> **TASK BRIEF**: Where the material below has a line containing "column 1, row 65", start repeating exactly, and keep going through the line containing "column 51, row 79", with no other lines.

- - - - -

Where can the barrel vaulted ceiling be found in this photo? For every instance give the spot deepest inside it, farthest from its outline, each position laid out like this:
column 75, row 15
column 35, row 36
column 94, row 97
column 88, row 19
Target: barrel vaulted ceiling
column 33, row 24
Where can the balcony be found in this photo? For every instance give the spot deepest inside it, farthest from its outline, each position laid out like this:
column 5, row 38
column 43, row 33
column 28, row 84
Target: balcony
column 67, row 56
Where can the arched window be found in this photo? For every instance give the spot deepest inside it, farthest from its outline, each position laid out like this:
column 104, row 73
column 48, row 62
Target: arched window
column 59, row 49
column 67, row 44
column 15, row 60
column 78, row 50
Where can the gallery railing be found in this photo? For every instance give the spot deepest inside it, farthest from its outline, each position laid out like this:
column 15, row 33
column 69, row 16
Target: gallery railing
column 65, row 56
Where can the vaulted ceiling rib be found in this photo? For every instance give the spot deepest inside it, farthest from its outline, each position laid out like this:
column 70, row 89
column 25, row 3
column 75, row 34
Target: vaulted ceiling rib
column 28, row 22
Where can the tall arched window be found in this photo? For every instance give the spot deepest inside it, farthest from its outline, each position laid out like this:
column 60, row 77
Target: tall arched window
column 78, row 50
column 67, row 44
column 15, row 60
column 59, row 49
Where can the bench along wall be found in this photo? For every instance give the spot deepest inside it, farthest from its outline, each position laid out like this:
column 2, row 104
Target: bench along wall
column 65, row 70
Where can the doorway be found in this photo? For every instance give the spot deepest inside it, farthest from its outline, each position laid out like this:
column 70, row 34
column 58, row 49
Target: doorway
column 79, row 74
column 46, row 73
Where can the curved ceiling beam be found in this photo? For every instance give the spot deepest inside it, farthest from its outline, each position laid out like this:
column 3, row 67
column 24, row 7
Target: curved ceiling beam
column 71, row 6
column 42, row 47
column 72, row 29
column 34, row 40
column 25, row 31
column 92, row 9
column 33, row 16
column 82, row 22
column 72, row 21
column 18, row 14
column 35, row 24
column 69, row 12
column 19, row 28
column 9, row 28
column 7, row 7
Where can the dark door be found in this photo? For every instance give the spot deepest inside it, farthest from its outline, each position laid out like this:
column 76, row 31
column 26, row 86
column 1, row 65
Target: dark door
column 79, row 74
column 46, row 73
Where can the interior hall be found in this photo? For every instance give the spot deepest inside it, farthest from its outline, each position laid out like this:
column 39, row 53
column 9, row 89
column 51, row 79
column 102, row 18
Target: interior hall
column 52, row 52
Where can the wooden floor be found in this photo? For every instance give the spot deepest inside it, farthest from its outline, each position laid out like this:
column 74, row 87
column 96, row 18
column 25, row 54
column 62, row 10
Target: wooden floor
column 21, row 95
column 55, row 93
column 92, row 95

- - - - -

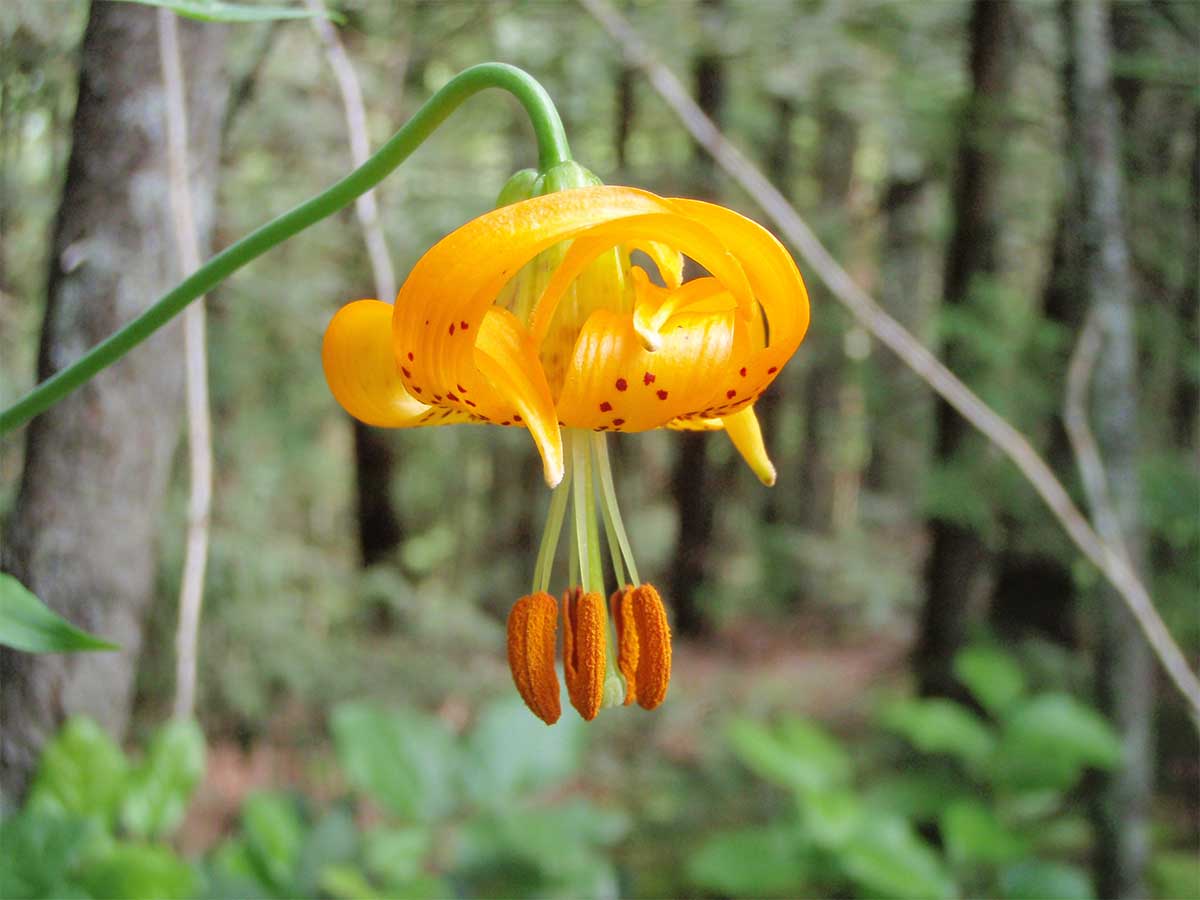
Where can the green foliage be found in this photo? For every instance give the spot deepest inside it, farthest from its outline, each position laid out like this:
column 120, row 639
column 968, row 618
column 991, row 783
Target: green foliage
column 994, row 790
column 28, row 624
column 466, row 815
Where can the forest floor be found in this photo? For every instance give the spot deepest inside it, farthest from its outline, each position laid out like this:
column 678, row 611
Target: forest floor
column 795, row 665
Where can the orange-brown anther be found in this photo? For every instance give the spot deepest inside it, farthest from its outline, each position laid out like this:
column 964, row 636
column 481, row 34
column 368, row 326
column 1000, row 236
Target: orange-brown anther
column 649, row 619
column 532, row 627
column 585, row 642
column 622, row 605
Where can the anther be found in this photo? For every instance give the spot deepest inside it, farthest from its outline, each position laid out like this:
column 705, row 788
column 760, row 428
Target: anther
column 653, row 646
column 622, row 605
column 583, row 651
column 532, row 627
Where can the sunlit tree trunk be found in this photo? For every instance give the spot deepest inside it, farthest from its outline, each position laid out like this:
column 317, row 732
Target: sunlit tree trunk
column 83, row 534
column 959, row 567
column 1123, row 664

- - - - -

> **THE COMPLETED TASK**:
column 1, row 65
Target: dark door
column 79, row 74
column 46, row 73
Where can the interior hall be found in this photo? For every instance give the spot deepest inside it, farthest from its outline, each position laid out like this:
column 39, row 53
column 9, row 89
column 51, row 79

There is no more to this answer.